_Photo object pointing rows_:
══════
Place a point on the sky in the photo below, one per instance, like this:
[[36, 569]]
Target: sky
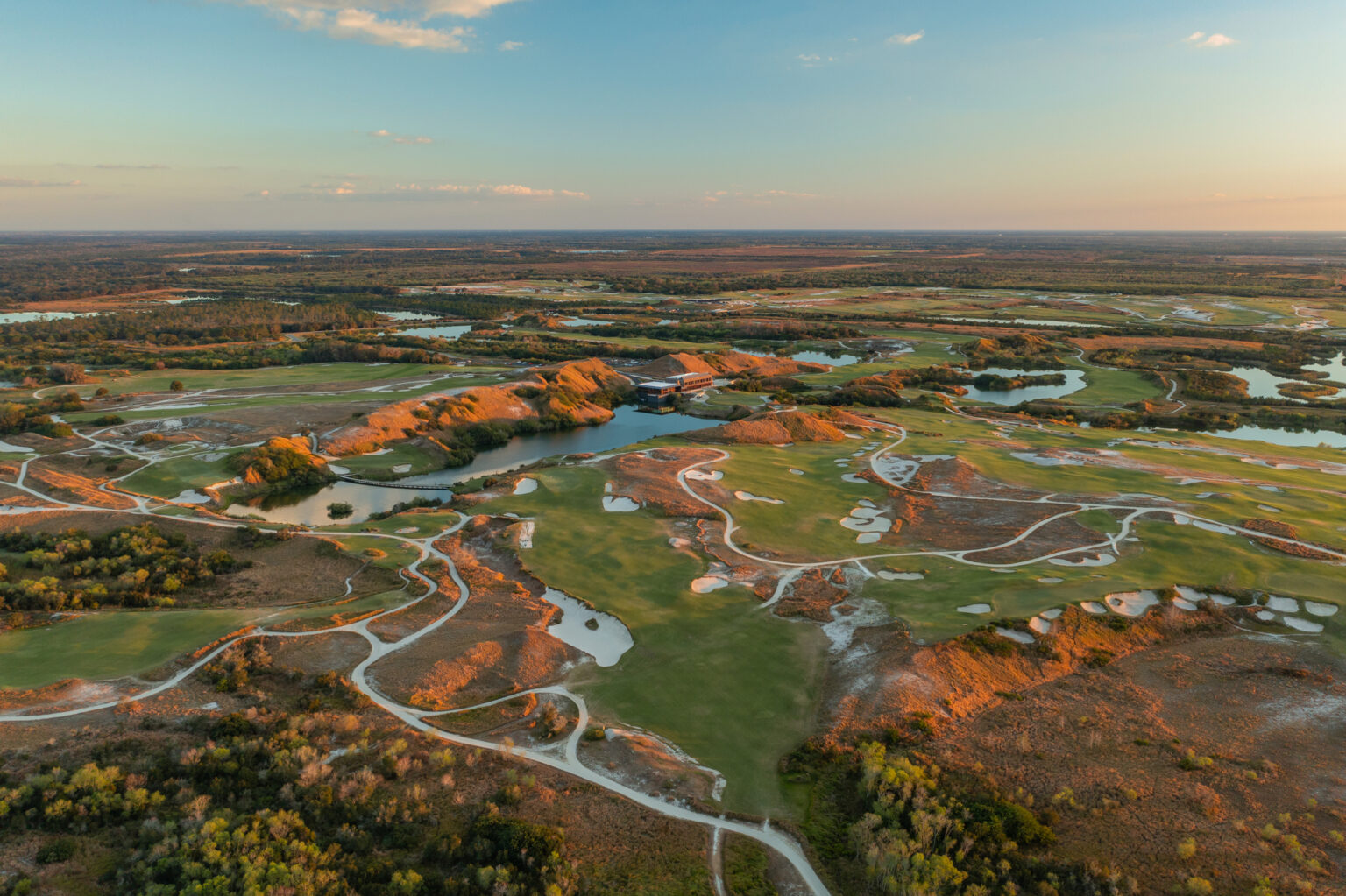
[[411, 115]]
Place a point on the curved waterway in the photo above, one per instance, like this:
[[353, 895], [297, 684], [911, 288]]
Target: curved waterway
[[310, 509]]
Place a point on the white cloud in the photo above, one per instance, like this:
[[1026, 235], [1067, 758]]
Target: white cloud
[[763, 198], [1213, 40], [409, 35], [407, 140], [393, 23], [505, 190], [904, 39], [25, 182]]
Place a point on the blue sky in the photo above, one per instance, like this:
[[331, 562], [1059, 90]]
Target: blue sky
[[740, 113]]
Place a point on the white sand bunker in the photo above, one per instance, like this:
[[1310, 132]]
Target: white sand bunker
[[1097, 560], [891, 575], [868, 522], [1283, 604], [1131, 603], [599, 635]]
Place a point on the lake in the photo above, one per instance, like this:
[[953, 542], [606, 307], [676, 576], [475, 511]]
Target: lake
[[1074, 383], [627, 427]]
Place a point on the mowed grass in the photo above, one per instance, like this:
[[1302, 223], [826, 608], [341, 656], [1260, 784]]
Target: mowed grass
[[175, 475], [261, 377], [733, 687], [110, 645]]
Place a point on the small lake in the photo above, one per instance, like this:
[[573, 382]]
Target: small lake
[[1296, 439], [627, 427], [408, 315], [1074, 383], [29, 316], [444, 331]]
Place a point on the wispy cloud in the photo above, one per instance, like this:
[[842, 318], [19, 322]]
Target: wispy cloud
[[351, 188], [393, 23], [1213, 40], [492, 190], [407, 140], [763, 198], [25, 182]]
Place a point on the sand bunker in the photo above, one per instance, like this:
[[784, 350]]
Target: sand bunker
[[891, 575], [599, 635], [1097, 560], [1131, 603]]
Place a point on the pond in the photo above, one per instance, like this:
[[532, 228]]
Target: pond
[[408, 315], [824, 358], [443, 331], [627, 427], [1298, 439], [1074, 383], [29, 316]]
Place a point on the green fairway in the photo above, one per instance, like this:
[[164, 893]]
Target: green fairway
[[730, 684], [110, 645]]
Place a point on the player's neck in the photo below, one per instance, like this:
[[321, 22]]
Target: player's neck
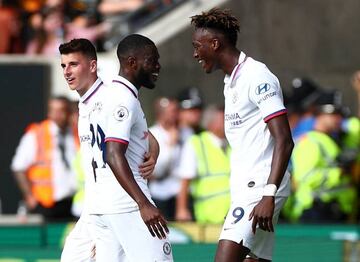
[[229, 60]]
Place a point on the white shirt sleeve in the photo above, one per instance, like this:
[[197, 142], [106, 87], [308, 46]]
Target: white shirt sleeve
[[120, 118], [25, 153], [188, 162], [266, 94]]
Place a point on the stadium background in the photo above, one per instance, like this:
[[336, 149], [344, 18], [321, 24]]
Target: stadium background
[[294, 38]]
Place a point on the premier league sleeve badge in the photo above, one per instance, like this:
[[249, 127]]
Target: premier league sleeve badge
[[121, 113]]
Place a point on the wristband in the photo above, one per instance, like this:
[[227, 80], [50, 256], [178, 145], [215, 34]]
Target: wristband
[[269, 190]]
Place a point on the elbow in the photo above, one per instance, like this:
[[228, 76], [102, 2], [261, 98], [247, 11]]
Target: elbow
[[286, 146], [289, 145]]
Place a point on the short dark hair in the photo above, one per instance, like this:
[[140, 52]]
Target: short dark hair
[[81, 45], [219, 20], [132, 44]]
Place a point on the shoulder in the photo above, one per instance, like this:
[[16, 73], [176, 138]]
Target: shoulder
[[258, 72]]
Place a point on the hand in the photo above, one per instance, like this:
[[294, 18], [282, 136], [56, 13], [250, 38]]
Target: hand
[[30, 202], [153, 219], [183, 215], [262, 214], [147, 167]]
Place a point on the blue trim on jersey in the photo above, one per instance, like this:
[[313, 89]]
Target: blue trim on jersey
══════
_Problem details_:
Put every line of these rows into a Markdown table with the columns "No." and "Line", numbering the lines in order and skipping blank ones. Leave the pictures out.

_Answer_:
| No. | Line |
|---|---|
| 1 | Place a point on the sky in the photo below, one per instance, like this: |
| 2 | [[36, 569]] |
| 3 | Target: sky |
| 4 | [[411, 115]] |
| 5 | Place a point on the curved waterway in the photo above, one per instance, like this: |
| 6 | [[353, 895], [297, 684], [911, 288]] |
| 7 | Target: curved waterway |
| 8 | [[310, 509]] |
| 9 | Place a point on the white cloud in the photo above, one per instance, like this: |
| 10 | [[1026, 235], [1067, 758]] |
| 11 | Target: white cloud |
| 12 | [[763, 198], [1213, 40], [409, 35], [407, 140], [393, 23], [505, 190], [904, 39], [25, 182]] |
| 13 | Place a point on the blue sky in the photo above, one per instance, like this: |
| 14 | [[331, 562], [1059, 90]] |
| 15 | Target: blue sky |
| 16 | [[740, 113]] |
| 17 | Place a point on the white sand bunker in the photo above, one per instance, like this: |
| 18 | [[1310, 132]] |
| 19 | Target: white sand bunker |
| 20 | [[1097, 560], [891, 575], [868, 522], [1283, 604], [1131, 603], [599, 635]] |
| 21 | Place a point on the lake in the photo above, one per instance, like this: |
| 22 | [[953, 542], [606, 307], [676, 576], [475, 511]] |
| 23 | Target: lake |
| 24 | [[1074, 383], [627, 427]] |
| 25 | Place a point on the mowed grass in the photo above, one per instance, like this: |
| 26 | [[1302, 223], [826, 608], [341, 656], [1260, 784]] |
| 27 | Target: mowed grass |
| 28 | [[175, 475], [261, 377], [733, 687], [110, 645]] |
| 29 | Place a point on the small lake in the photo above, one per instance, like this: |
| 30 | [[573, 382]] |
| 31 | Target: small lake |
| 32 | [[1296, 439], [627, 427], [408, 315], [1074, 383], [29, 316], [444, 331]] |
| 33 | Place a point on the wispy cloud in the photo above, one per instance, like this: |
| 34 | [[842, 318], [19, 322]] |
| 35 | Target: wispy cloud |
| 36 | [[351, 188], [393, 23], [1213, 40], [492, 190], [407, 140], [763, 198], [25, 182]] |
| 37 | Place a point on the sand bunker in the photo above, one per instance, like this: |
| 38 | [[784, 350]] |
| 39 | Target: sand bunker |
| 40 | [[891, 575], [599, 635], [1097, 560], [1131, 603]] |
| 41 | Place a point on the pond in the photo above, one per instance, like this: |
| 42 | [[532, 228]] |
| 43 | Target: pond |
| 44 | [[408, 315], [824, 358], [443, 331], [627, 427], [1298, 439], [1074, 383], [29, 316]] |
| 45 | Place a point on the green fairway in the photo above, one per instance, like this: |
| 46 | [[164, 893]] |
| 47 | Target: green fairway |
| 48 | [[730, 684], [110, 645]] |
| 49 | Place a point on the player's neck in the photo below, one per instance, like this: |
| 50 | [[321, 22]] |
| 51 | Target: player's neck |
| 52 | [[229, 60]] |
| 53 | Place a point on the white shirt sleeve in the photo above, one per instance, like this: |
| 54 | [[197, 142], [106, 87], [308, 46]] |
| 55 | Target: white shirt sleeve |
| 56 | [[120, 118], [25, 153], [188, 162], [266, 94]] |
| 57 | Place a point on the stadium background in the photo above, one per instance, like this: |
| 58 | [[336, 149], [344, 18], [321, 24]] |
| 59 | Target: stadium background |
| 60 | [[294, 38]] |
| 61 | Place a point on the premier league sleeve badge in the photo above, one per instance, like this: |
| 62 | [[249, 127]] |
| 63 | Target: premier league sleeve badge |
| 64 | [[121, 113]] |
| 65 | Place a point on the wristband in the photo above, one per instance, like this: |
| 66 | [[227, 80], [50, 256], [178, 145], [215, 34]] |
| 67 | Target: wristband |
| 68 | [[269, 190]] |
| 69 | Place a point on the elbow in the photo above, one per instance, like this: |
| 70 | [[228, 76], [102, 2], [261, 98], [247, 11]] |
| 71 | Target: elbow |
| 72 | [[286, 146], [289, 145]] |
| 73 | Place a point on the short dark hair in the photo above, one per instance, like this: |
| 74 | [[140, 52]] |
| 75 | Target: short dark hair |
| 76 | [[81, 45], [219, 20], [132, 44]] |
| 77 | Place a point on the shoulder in the photo above, one per instance, like this: |
| 78 | [[16, 73], [176, 138]] |
| 79 | Target: shoulder |
| 80 | [[258, 72]] |
| 81 | Place a point on the hand in the photo above, one per instance, like this: |
| 82 | [[294, 18], [282, 136], [56, 13], [250, 38]] |
| 83 | Target: hand |
| 84 | [[30, 202], [153, 219], [183, 215], [262, 214], [147, 167]] |
| 85 | Place a point on the blue trim on jersey in the photo above, one per instance, like this: |
| 86 | [[313, 89]] |
| 87 | Target: blue trim on jersey |